* Goal of the exercise
Recast only the lines of the records that run from the line containing "Each instance of the red" through the line containing "pixel 511 176", both included, as a numbered list, leaving out any blank lines.

* Exercise data
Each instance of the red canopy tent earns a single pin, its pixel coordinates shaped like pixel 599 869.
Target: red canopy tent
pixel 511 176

--

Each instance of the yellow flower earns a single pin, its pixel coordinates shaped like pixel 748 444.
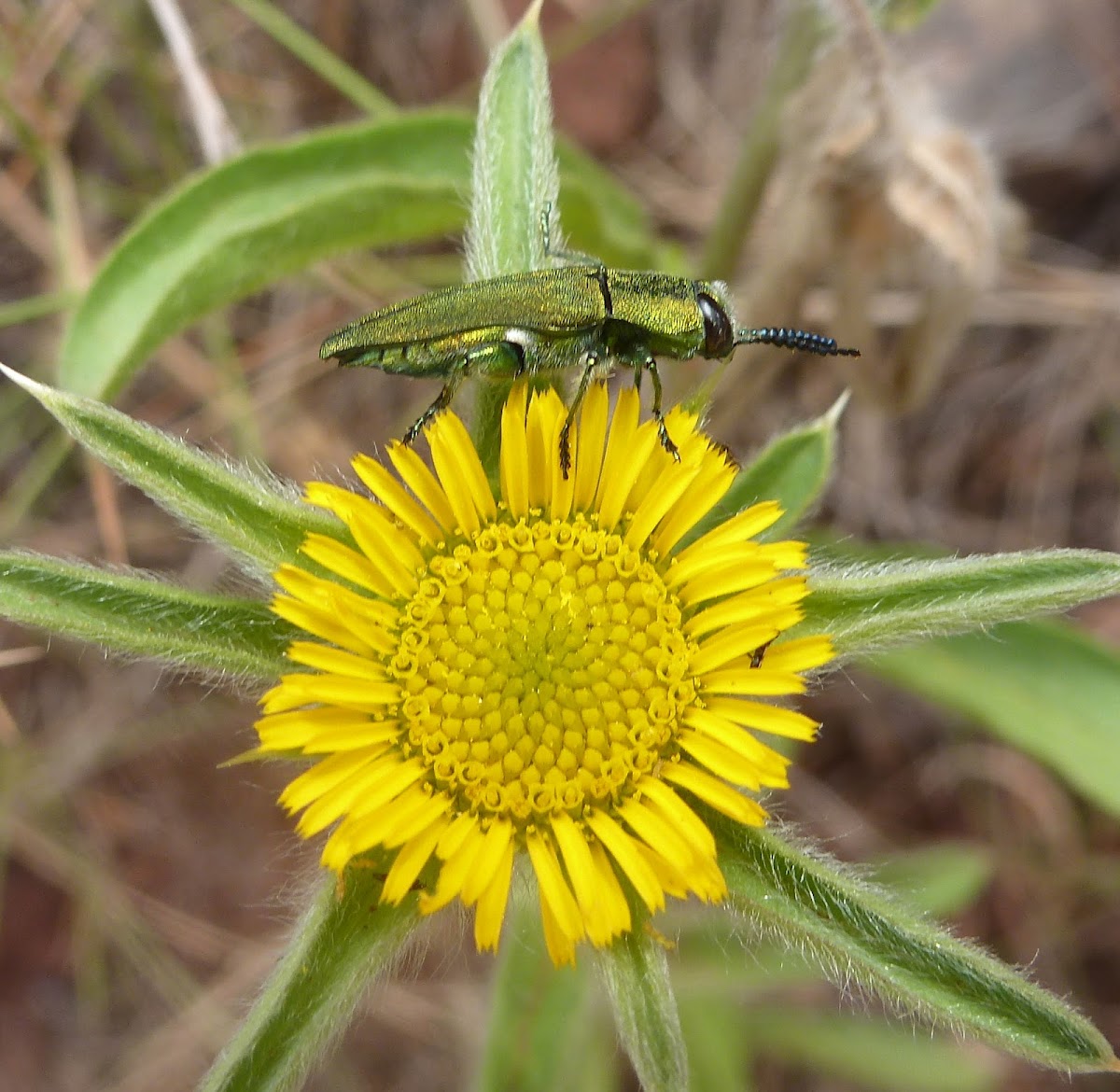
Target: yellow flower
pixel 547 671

--

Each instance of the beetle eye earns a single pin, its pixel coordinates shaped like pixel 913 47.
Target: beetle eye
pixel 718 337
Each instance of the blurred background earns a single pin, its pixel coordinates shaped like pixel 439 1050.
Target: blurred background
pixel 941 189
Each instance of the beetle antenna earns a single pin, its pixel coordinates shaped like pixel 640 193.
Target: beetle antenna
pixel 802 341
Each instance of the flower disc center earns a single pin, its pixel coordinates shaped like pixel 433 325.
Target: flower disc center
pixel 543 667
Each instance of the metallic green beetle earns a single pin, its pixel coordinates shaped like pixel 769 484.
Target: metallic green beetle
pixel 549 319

* Exercise solution
1. Each instance of the red canopy tent earns a single pin, its pixel coordinates shaped like pixel 599 869.
2. Target: red canopy tent
3. pixel 511 176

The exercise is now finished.